AHCA/NCAL Praises Senate Committee for Shining Light on Outdated Rules Causing Delays with Medication for Patients in Pain
AHCA/NCAL Members Testify Before Senate Committee
WASHINGTON, March 24 /PRNewswire-USNewswire/ -- The American Health Care Association and the National Center for Assisted Living (AHCA/NCAL) praised Senator Herb Kohl (D-WI) and the other Members of the U.S. Senate Special Committee on Aging for their efforts to address delays with dispensing of critical pain medications for patients in nursing homes, assisted living communities, and hospice. These delays, which stem from recent Drug Enforcement Administration (DEA) enforcement of outdated rules and regulations under the Controlled Substances Act (CSA), are the focus of the Committee's hearing, "The War on Drugs vs. The War on Pain: Nursing Home Patients Caught in the Crossfire."
"More and more patients are experiencing delays in receiving needed treatment that could control and alleviate patients' acute and chronic pain," said Bruce Yarwood, President of AHCA/NCAL. "We applaud the Senate Special Committee on Aging for shining a light on this serious problem with today's hearing."
Testifying at this afternoon's Senate hearing, two AHCA/NCAL members will highlight the negative impact enforcement of these outdated rules is having on patients, their families, and caregivers. Wisconsin Health Care Association and Wisconsin Center for Assisted Living (WHCA/WICAL) member and Oakridge Gardens Nursing Center Administrator, Michael T. Schanke, NHA told the Committee, "Our hard working, dedicated team of nurses, doctors, therapists and pharmacists are frustrated by recent changes to what has been standard care practice for decades, upon which many state regulations are based. Those of us in long term care are used to adapting to new rules and regulations; but, as caring compassionate health professionals, change that negatively impacts our patients is difficult to bear."
Schanke's testimony echoes the experiences of nearly 900 physicians, nurse practitioners, nurses, pharmacists, and other clinicians from 46 states, which are detailed in a new report from the Quality Care Coalition for Patients in Pain (QCCPP) that is being released today. Active with the QCCPP, AHCA/NCAL contributed significantly to the report, Patients in Pain: How U.S. Drug Enforcement Administration Rules Harm Patients in Nursing Facilities, which explains how and to what extent DEA rules affect patients in long term care.

-.-.-

** Task statement **
Finish the press release on the Senate hearing about DEA pain-medication rules, starting right after its last sentence. The listing comes from a separate source, not the press release.

(Extracted data entries)
-.-.-

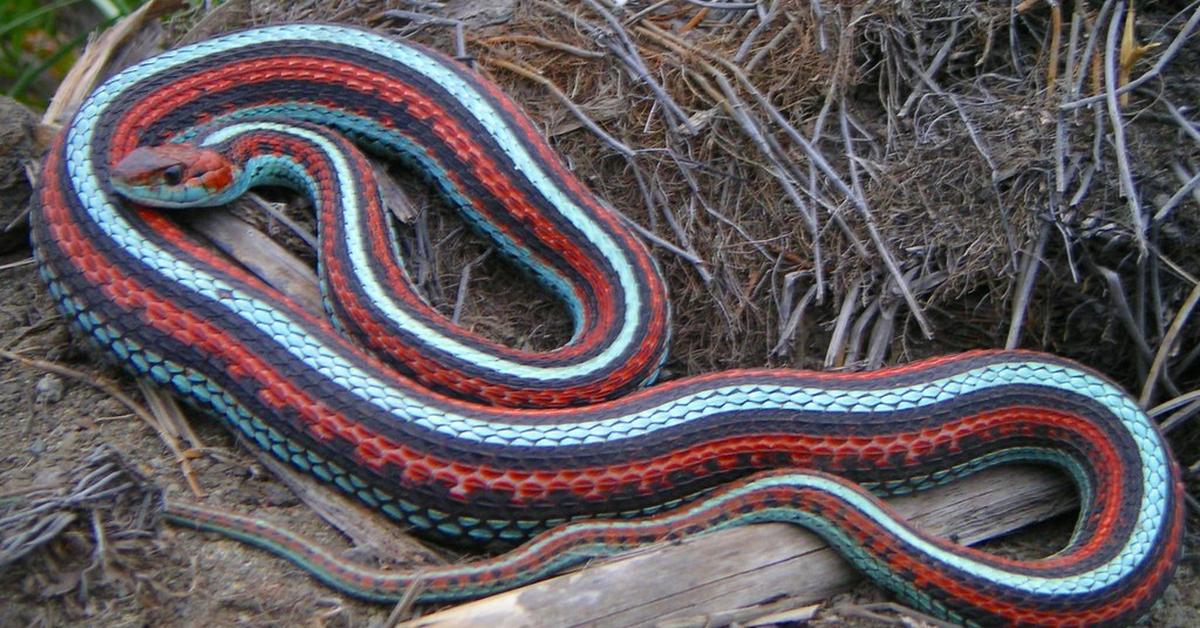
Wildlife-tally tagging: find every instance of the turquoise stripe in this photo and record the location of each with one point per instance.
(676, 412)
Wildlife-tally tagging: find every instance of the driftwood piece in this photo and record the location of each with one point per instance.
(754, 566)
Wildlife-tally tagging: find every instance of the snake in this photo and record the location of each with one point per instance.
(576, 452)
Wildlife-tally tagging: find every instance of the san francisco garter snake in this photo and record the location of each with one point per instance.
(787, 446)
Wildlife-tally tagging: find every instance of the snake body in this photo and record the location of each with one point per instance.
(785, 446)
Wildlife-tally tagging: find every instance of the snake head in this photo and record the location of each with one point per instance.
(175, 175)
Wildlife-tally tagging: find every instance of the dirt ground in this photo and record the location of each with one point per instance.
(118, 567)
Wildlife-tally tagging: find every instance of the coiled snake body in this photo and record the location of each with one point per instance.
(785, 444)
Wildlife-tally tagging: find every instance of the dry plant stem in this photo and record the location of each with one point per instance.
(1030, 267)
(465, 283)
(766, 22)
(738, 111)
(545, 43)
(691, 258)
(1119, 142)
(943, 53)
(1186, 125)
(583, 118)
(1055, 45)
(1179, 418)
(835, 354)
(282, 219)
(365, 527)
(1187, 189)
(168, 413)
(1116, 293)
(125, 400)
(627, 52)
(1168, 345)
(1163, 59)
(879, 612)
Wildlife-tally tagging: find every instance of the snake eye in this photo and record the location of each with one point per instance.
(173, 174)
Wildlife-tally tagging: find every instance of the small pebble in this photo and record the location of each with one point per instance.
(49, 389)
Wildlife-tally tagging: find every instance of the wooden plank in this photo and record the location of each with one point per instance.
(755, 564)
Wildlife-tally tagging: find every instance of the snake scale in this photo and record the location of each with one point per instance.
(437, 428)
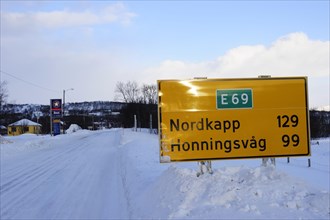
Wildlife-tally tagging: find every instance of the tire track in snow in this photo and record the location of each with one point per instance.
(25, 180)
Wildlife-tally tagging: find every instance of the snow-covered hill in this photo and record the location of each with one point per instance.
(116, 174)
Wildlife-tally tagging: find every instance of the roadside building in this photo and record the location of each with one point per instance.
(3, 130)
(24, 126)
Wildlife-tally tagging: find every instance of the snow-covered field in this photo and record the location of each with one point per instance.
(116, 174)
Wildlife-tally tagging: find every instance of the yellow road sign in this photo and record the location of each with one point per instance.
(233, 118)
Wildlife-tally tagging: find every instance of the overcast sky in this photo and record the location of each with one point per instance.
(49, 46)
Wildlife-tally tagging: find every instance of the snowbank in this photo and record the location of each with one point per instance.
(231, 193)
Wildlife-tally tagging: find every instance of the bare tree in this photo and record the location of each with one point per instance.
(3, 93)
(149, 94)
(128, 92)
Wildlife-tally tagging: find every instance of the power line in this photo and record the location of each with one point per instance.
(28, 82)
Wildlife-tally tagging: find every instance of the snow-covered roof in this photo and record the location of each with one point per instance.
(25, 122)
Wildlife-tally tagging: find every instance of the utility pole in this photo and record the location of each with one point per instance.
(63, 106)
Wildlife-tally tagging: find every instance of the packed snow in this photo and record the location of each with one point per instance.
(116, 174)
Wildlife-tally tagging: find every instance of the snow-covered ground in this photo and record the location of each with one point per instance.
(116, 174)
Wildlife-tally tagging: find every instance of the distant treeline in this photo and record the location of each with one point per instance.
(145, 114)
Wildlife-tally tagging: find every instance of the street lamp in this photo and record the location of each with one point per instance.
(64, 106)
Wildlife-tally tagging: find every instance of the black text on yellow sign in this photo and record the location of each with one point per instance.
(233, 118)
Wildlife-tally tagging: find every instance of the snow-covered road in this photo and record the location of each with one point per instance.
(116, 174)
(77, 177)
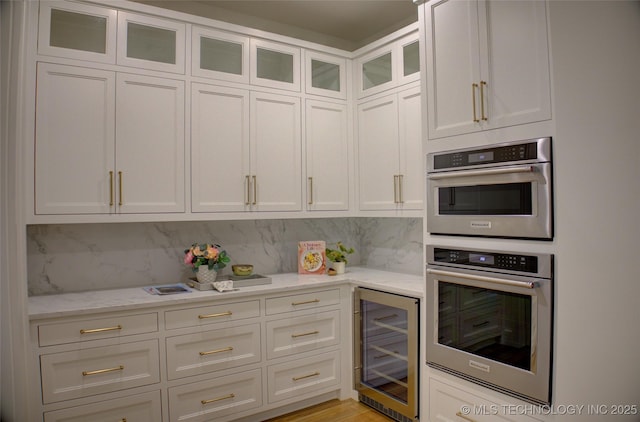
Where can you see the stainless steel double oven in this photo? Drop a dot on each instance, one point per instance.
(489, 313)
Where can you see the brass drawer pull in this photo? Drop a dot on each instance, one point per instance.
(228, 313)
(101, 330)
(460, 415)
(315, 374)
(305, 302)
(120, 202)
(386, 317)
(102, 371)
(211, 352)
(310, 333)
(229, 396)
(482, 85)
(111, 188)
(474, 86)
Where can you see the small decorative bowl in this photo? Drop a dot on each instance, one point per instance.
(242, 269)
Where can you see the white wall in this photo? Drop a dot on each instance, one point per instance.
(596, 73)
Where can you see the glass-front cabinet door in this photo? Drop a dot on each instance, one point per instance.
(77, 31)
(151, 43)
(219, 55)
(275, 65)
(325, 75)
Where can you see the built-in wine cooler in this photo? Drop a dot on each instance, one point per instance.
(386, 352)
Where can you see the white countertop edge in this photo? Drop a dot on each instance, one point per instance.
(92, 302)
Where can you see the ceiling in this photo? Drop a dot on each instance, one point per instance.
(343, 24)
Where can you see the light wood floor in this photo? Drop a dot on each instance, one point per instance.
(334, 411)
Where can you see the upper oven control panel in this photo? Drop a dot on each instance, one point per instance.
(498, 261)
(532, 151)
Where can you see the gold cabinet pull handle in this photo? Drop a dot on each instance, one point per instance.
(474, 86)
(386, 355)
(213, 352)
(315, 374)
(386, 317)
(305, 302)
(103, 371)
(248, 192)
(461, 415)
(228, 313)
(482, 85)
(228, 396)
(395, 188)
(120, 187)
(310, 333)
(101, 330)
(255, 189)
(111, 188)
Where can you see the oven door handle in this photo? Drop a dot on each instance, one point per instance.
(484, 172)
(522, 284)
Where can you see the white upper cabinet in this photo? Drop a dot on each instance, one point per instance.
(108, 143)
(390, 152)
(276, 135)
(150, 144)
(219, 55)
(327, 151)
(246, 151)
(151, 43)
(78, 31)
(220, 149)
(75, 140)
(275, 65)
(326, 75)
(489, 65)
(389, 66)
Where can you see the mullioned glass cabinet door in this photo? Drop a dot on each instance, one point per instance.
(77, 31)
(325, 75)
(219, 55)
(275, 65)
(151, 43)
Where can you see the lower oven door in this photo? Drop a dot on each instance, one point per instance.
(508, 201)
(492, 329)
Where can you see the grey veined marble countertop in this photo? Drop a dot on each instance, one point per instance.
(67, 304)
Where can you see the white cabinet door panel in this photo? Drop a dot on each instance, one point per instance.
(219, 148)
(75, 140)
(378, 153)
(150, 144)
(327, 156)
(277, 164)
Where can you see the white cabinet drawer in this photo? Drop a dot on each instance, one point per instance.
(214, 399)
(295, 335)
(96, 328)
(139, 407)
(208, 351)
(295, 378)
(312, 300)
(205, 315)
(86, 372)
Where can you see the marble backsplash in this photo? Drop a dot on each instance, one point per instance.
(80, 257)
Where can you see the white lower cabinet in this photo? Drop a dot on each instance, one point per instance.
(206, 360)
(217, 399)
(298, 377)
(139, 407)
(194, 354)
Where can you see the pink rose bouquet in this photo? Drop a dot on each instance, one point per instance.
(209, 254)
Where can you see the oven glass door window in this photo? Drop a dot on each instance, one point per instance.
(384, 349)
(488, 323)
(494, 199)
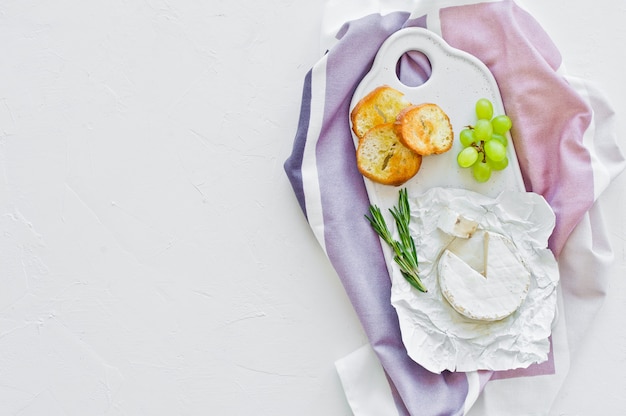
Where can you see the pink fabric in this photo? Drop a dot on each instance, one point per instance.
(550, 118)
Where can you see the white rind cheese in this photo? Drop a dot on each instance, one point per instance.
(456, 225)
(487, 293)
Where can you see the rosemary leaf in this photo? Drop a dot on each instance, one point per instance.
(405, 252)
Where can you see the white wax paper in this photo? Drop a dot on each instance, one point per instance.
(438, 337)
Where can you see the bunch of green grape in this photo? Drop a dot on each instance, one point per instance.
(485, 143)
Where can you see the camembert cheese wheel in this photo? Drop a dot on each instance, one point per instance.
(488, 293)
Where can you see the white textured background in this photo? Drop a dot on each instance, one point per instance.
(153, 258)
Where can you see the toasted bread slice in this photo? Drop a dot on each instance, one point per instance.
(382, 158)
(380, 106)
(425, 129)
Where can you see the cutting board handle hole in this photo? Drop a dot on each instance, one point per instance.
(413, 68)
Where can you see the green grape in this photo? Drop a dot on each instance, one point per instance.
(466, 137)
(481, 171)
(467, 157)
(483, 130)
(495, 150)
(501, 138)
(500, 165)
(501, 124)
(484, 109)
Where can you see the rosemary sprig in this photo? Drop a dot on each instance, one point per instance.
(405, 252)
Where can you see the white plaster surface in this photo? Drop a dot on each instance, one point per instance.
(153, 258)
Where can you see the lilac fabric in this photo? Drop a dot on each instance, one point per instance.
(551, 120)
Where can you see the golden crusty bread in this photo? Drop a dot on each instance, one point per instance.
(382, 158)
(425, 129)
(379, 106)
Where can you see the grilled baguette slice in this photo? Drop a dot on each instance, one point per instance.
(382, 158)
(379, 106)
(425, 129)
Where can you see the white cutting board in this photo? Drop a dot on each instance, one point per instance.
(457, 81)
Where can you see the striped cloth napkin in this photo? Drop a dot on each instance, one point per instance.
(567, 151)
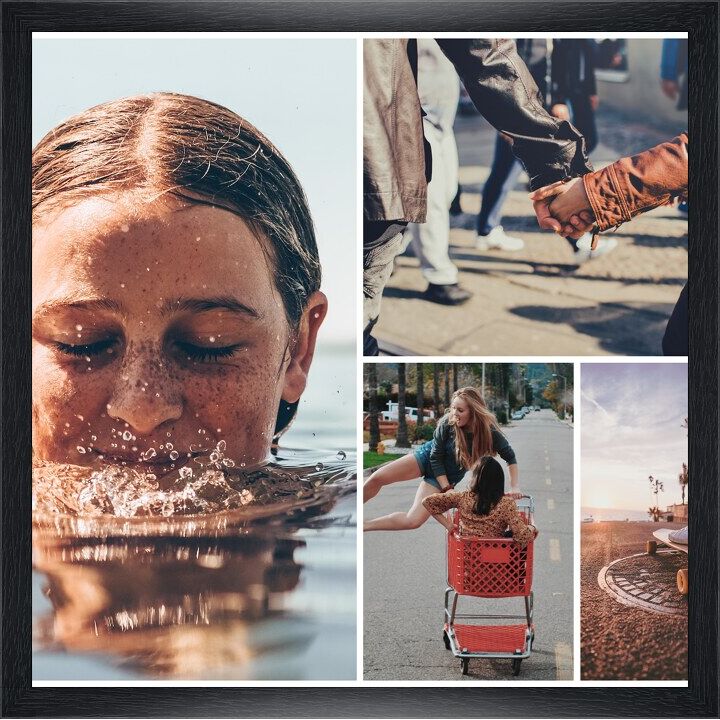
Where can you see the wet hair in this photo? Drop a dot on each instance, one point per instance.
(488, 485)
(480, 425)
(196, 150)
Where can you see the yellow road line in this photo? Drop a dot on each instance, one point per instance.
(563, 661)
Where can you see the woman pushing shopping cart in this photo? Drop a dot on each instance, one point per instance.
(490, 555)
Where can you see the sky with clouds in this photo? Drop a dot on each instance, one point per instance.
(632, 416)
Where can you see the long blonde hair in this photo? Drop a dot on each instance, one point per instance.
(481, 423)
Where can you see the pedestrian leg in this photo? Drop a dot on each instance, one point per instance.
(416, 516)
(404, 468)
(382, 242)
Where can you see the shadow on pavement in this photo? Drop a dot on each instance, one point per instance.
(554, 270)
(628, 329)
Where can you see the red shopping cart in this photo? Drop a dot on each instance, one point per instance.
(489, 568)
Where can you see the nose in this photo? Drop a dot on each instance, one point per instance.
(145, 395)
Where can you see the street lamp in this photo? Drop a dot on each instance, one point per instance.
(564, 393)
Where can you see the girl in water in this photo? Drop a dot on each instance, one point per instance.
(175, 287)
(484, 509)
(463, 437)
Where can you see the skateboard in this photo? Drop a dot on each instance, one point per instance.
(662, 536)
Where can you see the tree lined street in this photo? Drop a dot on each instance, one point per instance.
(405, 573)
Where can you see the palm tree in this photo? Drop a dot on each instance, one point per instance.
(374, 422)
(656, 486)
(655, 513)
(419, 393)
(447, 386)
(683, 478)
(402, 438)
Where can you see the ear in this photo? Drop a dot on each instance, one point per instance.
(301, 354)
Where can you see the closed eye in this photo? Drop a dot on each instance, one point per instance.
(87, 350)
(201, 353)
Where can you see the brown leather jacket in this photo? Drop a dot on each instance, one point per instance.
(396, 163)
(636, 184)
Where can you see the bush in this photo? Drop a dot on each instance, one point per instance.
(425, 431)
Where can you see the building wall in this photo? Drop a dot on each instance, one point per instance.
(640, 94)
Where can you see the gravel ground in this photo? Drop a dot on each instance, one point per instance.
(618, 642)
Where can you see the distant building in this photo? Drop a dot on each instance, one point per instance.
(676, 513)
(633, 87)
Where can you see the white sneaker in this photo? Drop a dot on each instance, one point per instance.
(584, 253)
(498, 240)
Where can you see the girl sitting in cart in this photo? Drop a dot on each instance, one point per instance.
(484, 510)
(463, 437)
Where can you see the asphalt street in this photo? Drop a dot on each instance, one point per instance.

-.-.-

** Response box **
AHCA/NCAL member and Vice President of Pharmacy Services for Golden Living Robert R. Warnock, DPh, CGP, FASCP, explained the difficult, and often heart-wrenching, position many nursing facilities find themselves in as a consequence of DEA enforcement. "Existing DEA regulations are difficult to comply with in our skilled nursing facility environment - particularly in light of [the Centers for Medicare & Medicaid Services (CMS)] regulations under which we already operate... Conflicting DEA and CMS regulations for skilled nursing facilities place skilled nursing facilities in a difficult position. On one hand, DEA regulations increase delays in the provision of needed medications. On the other hand, CMS regulations require that skilled nursing facilities provide immediate care of the patients' needs. Compliance with both sets of regulations is challenging and, at times, impossible."
AHCA/NCAL testimony explains, "Certainly, long term care professionals understand and support the DEA's role in preventing the diversion of controlled pharmaceuticals…. While we support DEA's efforts to prevent the sale or theft of prescription medications to drug dealers or abusers and other types of drug diversion, we remain dumbfounded by rules and regulations that are the root cause of unimaginable, unacceptable delays in access to the pain medication patients in nursing homes and assisted living facilities across the country need."